### GOAL
Reproduce every one of the following items word for word, with nothing changed.

━━ THE RECORDS

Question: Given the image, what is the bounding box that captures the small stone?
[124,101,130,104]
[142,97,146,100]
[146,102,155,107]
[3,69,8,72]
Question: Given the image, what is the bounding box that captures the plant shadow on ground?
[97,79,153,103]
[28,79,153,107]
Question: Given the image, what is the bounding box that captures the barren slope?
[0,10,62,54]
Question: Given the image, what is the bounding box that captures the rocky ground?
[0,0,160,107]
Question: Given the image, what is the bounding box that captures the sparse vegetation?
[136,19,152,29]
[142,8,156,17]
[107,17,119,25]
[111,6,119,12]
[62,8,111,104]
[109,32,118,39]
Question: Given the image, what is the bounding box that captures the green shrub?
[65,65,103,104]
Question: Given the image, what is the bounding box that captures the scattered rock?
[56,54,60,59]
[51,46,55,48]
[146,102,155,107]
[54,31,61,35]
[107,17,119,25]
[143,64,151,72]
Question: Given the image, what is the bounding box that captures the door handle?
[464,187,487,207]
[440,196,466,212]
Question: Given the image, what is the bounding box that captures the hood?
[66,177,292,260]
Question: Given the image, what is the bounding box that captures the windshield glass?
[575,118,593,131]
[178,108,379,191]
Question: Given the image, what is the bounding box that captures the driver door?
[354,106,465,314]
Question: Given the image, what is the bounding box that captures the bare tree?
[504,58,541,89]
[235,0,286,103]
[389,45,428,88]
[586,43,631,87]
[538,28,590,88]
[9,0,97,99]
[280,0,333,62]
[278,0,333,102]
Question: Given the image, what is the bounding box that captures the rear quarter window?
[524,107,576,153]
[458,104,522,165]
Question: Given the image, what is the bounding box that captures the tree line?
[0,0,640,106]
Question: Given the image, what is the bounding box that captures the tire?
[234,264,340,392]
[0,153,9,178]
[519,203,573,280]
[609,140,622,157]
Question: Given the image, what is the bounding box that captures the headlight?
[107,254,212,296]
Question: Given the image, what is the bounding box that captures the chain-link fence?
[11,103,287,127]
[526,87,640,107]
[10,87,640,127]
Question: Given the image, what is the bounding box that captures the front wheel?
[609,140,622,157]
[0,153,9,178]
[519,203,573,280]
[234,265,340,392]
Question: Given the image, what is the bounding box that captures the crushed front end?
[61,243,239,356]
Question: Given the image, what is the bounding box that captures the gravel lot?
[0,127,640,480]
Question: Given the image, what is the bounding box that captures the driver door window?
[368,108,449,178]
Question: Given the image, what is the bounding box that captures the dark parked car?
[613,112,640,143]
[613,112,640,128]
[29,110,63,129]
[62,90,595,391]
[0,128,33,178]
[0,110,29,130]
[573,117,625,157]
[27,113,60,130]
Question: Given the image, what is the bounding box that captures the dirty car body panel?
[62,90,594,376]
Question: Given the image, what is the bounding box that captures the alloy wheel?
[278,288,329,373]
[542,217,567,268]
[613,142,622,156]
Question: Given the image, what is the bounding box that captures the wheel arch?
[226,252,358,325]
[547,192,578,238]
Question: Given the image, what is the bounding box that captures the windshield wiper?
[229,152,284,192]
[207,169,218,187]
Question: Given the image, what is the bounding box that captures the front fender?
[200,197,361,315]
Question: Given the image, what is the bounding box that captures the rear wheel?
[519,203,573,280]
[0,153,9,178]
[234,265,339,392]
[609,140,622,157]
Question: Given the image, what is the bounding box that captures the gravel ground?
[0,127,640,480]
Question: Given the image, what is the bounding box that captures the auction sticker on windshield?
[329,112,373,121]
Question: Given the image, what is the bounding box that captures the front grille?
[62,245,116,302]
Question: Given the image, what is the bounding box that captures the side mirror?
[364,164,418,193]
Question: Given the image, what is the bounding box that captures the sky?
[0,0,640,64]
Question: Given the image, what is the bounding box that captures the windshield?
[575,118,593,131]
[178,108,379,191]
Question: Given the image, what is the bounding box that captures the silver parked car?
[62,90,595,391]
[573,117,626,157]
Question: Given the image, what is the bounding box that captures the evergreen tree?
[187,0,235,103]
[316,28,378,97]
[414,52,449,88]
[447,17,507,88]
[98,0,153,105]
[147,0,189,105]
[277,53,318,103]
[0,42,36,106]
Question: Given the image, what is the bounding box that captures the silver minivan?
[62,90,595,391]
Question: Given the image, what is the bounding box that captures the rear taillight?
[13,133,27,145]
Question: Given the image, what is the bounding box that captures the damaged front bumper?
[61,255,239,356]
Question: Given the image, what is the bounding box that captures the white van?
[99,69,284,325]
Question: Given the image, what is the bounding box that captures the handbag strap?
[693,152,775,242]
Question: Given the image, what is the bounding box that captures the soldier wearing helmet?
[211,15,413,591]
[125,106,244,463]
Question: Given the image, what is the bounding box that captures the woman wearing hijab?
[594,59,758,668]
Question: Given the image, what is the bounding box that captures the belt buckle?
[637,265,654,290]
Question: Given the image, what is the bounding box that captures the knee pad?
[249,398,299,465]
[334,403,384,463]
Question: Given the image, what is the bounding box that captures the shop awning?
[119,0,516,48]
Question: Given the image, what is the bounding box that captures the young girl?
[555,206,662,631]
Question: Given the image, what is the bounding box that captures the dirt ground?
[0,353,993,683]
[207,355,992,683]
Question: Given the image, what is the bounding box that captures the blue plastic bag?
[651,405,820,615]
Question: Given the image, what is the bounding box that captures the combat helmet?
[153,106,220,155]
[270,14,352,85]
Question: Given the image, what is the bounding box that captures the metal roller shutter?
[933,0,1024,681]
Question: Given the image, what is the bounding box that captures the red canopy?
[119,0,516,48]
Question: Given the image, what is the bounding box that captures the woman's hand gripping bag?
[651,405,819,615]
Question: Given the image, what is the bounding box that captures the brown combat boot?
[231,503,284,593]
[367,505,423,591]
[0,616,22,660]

━━━━

### RESPONSE TO THIS EXERCISE
Question: Given the image, what is the bounding box that captures the small stone?
[124,101,130,104]
[142,97,146,100]
[146,102,155,107]
[3,69,8,72]
Question: Given the image, what is the bounding box that captures the plant shadow on ground?
[97,79,153,103]
[28,79,153,107]
Question: Given the image, what is the bounding box that captures the barren slope?
[0,10,62,54]
Question: Given the image, what is the bounding box that captures the rocky ground?
[0,0,160,107]
Question: Given the image, what is the bounding box that captures the sparse vegetation?
[136,19,152,29]
[142,8,156,17]
[107,17,119,25]
[111,6,119,12]
[62,8,111,104]
[109,32,118,39]
Question: Given the image, what is the bounding box that captures the green shrub?
[65,65,103,104]
Question: Given the image, what is the bounding box that captures the scattered rock?
[56,54,60,59]
[51,46,55,48]
[146,102,155,107]
[54,31,61,35]
[107,17,119,25]
[143,64,151,72]
Question: Given the image, what is the bounding box that captures the door handle?
[464,187,487,207]
[440,196,466,212]
Question: Given the image, what is the bounding box that captures the hood?
[66,177,292,260]
Question: Given the image, what is the bounding box that captures the windshield glass?
[575,118,593,131]
[178,108,379,191]
Question: Given the image, what is the bounding box that captures the driver door?
[354,106,465,314]
Question: Given the image, what is the bounding box that captures the bare tree?
[504,58,541,89]
[235,0,286,103]
[389,45,428,88]
[586,43,631,87]
[538,28,590,88]
[9,0,97,99]
[280,0,333,62]
[278,0,333,102]
Question: Given the image, what is the bounding box that captures the rear quarter window?
[524,107,576,153]
[458,104,522,165]
Question: Given the image, what is the bounding box that captures the tree line?
[0,0,640,106]
Question: Given the image, what is the bounding box that captures the tire?
[234,264,340,392]
[0,153,9,178]
[519,203,573,280]
[609,140,622,157]
Question: Given the image, what is the bounding box that captures the headlight?
[107,254,212,296]
Question: Given the image, what is the bounding box that captures the chain-link fence?
[11,103,287,127]
[526,87,640,107]
[10,87,640,127]
Question: Given the image, what is the bounding box that captures the front wheel?
[609,140,622,157]
[0,153,9,178]
[519,203,573,280]
[234,265,340,392]
Question: Given the image, what is the bounding box that captures the crushed front end?
[61,243,239,356]
Question: Given the image, what is the bounding box that captures the gravel lot?
[0,127,640,480]
Question: Given the image, what is the bounding box that captures the driver door window?
[368,108,449,178]
Question: Given the image, what is the bounding box that captures the dark parked car?
[613,112,640,143]
[613,112,640,128]
[29,110,63,129]
[62,90,595,391]
[0,128,33,178]
[0,110,29,130]
[573,117,625,157]
[27,113,60,130]
Question: Given the image, what is the bounding box that captures the dirty car body panel?
[62,90,594,376]
Question: Given the image, what is the bounding box that captures the alloy wheel?
[278,288,329,373]
[542,217,567,268]
[613,142,622,156]
Question: Given the image, what is the bounding box that captures the wheel arch?
[226,252,358,325]
[547,192,578,238]
Question: Given the image, what is the bounding box that captures the windshield wiper?
[229,152,284,192]
[207,169,218,187]
Question: Given the image, what is the bounding box that captures the front fender?
[200,197,361,315]
Question: Given the image, what is the bounding box that captures the rear wheel?
[519,203,573,280]
[0,153,9,178]
[234,265,339,392]
[609,140,622,157]
Question: Given the image, what is the bounding box that captures the gravel ground?
[0,127,640,480]
Question: Given the image, what is the bounding box that captures the auction sticker on windshield?
[329,112,373,121]
Question: Given the image, what is the bounding box that captures the front grille?
[62,245,116,302]
Question: Given the image, what is the bounding box that captures the side mirror?
[364,164,418,193]
Question: Given the image, what is the bounding box that captures the sky?
[0,0,640,64]
Question: Given the image, what is the bounding box that captures the windshield?
[575,118,593,131]
[178,108,379,191]
Question: Given the image, what is the bounding box that captures the silver parked car?
[62,90,595,391]
[573,117,626,157]
Question: Given the image, what is the bounding box that captures the evergreen tree?
[187,0,235,103]
[316,28,378,97]
[414,52,449,88]
[447,17,507,88]
[98,0,153,105]
[147,0,189,105]
[277,53,318,103]
[0,42,36,106]
Question: Given the image, what is the bounding box that captures the silver minivan?
[62,90,595,391]
Question: Given the image, what is the bounding box that captures the rear taillight?
[13,133,27,145]
Question: Given the image, what is the bounding box that captures the damaged front bumper?
[61,255,239,356]
Question: Given the image, what is the bounding box that captures the white van?
[99,69,284,325]
Question: Given the image, what is the bounding box that captures the handbag strap?
[693,152,775,242]
Question: Given the image, what is the bounding box that captures the soldier wearing helmet?
[211,15,413,591]
[125,106,244,463]
Question: Given the image, what is the bounding box that captures the woman wearing hijab?
[594,59,758,668]
Question: Given the image, what is the bounding box that captures the belt buckle?
[637,265,654,290]
Question: Given the image, what is the bounding box that captures the knee pad?
[249,398,299,465]
[334,403,384,463]
Question: Given the image, what is the bounding box that captures the shop awning?
[119,0,516,48]
Question: Given the image, what is the bounding box that captures the young girl?
[555,206,662,631]
Question: Given the image, what is the bounding box that captures the dirt ground?
[0,353,993,683]
[207,355,992,683]
Question: Given the image, what is the bounding box that captures the blue plastic bag?
[651,405,820,615]
Question: Given the image, what is the bounding box that captures the combat helmet?
[153,106,220,155]
[270,14,352,85]
Question: Given the image, what is the bounding box that captures the metal roller shutter?
[933,0,1024,681]
Question: Given the image, what is the bounding box that captures the red canopy?
[119,0,516,48]
Question: Given the image, what is the bounding box that captures the woman's hand gripping bag?
[651,405,819,615]
Question: Given the image, what is the bounding box that captures the brown combat boot?
[231,503,284,593]
[367,505,423,591]
[0,616,22,660]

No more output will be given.